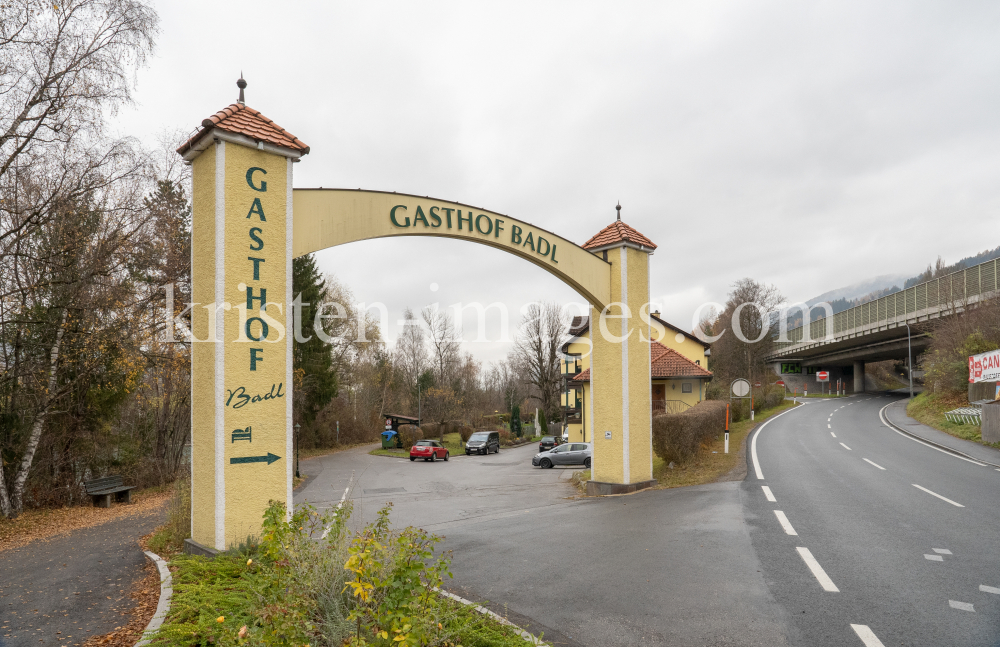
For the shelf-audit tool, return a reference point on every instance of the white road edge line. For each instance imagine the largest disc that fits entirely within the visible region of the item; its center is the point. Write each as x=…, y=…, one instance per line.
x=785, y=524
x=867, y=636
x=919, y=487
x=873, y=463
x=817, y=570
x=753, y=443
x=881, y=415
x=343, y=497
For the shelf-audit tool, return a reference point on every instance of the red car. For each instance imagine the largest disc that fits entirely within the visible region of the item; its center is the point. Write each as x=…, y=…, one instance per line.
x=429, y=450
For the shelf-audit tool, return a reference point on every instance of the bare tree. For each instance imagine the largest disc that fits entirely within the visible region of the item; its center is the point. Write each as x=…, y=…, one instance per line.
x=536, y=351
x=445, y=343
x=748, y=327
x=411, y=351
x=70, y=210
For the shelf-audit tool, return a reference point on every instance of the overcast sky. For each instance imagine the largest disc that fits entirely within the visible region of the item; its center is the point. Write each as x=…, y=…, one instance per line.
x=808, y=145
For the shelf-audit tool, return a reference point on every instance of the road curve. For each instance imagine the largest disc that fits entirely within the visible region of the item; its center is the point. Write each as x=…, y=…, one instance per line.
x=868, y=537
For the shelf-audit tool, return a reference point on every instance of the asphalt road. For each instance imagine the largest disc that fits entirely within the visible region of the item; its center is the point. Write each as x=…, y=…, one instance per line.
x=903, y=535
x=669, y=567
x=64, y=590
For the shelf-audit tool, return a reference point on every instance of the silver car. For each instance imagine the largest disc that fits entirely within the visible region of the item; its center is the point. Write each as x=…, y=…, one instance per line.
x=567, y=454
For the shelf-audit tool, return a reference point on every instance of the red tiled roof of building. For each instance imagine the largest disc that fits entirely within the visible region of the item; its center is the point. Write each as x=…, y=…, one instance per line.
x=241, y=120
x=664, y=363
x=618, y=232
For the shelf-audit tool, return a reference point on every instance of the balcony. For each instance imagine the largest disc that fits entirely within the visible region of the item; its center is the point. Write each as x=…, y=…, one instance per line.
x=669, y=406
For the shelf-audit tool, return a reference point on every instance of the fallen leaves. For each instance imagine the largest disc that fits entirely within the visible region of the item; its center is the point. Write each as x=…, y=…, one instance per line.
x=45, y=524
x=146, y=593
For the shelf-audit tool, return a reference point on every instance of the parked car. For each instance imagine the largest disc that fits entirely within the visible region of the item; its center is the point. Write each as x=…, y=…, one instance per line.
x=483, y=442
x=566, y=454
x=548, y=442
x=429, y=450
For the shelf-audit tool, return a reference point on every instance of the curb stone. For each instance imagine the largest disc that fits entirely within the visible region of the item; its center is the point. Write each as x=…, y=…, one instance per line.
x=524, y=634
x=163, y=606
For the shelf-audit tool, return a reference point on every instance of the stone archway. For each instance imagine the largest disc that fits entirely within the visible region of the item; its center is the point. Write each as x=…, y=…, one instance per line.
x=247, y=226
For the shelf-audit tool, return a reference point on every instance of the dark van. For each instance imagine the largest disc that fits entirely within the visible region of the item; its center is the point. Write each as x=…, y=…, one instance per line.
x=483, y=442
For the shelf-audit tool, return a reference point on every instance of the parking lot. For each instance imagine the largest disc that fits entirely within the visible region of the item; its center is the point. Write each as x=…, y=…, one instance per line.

★ ★ ★ ★ ★ ★ ★

> [Task brief] Write all of the material above as a JSON list of strings, one string per line, skipping blank lines and leaving out the pictures.

> [The answer]
[
  "For the shelf-audit tool, return a reference point on every instance of the white road edge line. For each instance imagine the largest disc that fits entirely within the visible region of the item; its center is the point. Write each as x=…, y=…, one instance per line.",
  "x=785, y=524",
  "x=867, y=636",
  "x=919, y=487",
  "x=873, y=463",
  "x=817, y=570",
  "x=753, y=443",
  "x=881, y=415",
  "x=343, y=497",
  "For the shelf-audit tool, return a reference point on every instance of the red car. For each instance imagine the largest disc that fits entirely within the visible region of the item; its center is the point. Write each as x=…, y=…, one instance per line.",
  "x=429, y=450",
  "For the shelf-audit tool, return a reference point on every instance of the bare tree. For each instance imagine the largest disc that fits entirely within the visible region of the item; its center is the point. Write each as x=…, y=…, one instance per line.",
  "x=536, y=351",
  "x=445, y=343",
  "x=748, y=327",
  "x=411, y=351",
  "x=70, y=210",
  "For the shelf-audit tool, return a reference point on every instance of the overcast sky. For each instance imagine the largest disc that fits entirely within the visible region of the item; its center is the point. Write each as x=…, y=…, one instance per line.",
  "x=808, y=145",
  "For the shelf-audit tool, return a reference point on every instance of the road curve. For each instance imagine the largest disc that fits entirely within the visible region of the item; its center is the point. Write each as x=…, y=…, one instance per line.",
  "x=868, y=537",
  "For the shelf-audit tool, return a reference point on every instance of the asphalt road. For each instance imagine the largest disc that fits entirely within the visible region of the item; its center is the point. Write each as x=…, y=…, one instance per line.",
  "x=903, y=535",
  "x=669, y=567",
  "x=64, y=590",
  "For the shelf-audit tool, return a reference point on every instance of the silver car. For each instance imagine the largest disc that fits entirely within the visible region of the item; its center is the point. Write each as x=…, y=…, one instance per line.",
  "x=567, y=454",
  "For the shelf-audit tool, return a reference point on every instance of the red tiled roof of building. For each instance imagine the largest disc that fits entirely within the visible region of the item; its center is the point. Write each as x=…, y=…, one instance per line.",
  "x=241, y=120",
  "x=664, y=363",
  "x=618, y=232",
  "For the shelf-audit tool, return a reference point on every instance of the balcony. For each instance imagine the largest disc that fits entirely within the visible region of the item; its center is the point. Write each as x=…, y=…, one instance per line.",
  "x=669, y=406",
  "For the shelf-audit tool, return a reference point on every instance of the fallen leaves. For each instance imagine the largest disc that fits entirely within the visible region of the item; its center is the point. Write each as x=…, y=…, one instance per line.",
  "x=45, y=524",
  "x=146, y=593",
  "For the shelf-audit tool, return a reference point on every instance of the parked car. For each instance imagine the largest disc that fits entirely within the visible region of the item; its center is the point. Write each as x=…, y=…, one instance per line.",
  "x=483, y=442",
  "x=566, y=454",
  "x=548, y=442",
  "x=429, y=450",
  "For the shelf-audit tool, return a reference point on every instance of the curb stone. For each instance imagine the largest disc that fits entirely within the visible region of the item; its center is the point. Write each as x=…, y=…, one instance per line.",
  "x=524, y=634",
  "x=163, y=606",
  "For the shelf-audit tool, return a reference point on every instance of the stone archway. For each instance imagine the largest disc that fits entirely within the visible region of the item; its center is the point. Write each as x=…, y=…, one instance per line.",
  "x=247, y=226",
  "For the shelf-audit tool, return a reference point on every instance of the dark van. For each instance imagine the largest disc that fits entirely within the visible region of the item; its center is the point. Write each as x=…, y=…, one instance per line.",
  "x=483, y=442",
  "For the shelf-audit tool, return a reference point on every instance of the parking lot. For each instance imagine the largest disc that fits entirely within the visible region of the item; its center is the point. Write each as x=…, y=…, one instance per line."
]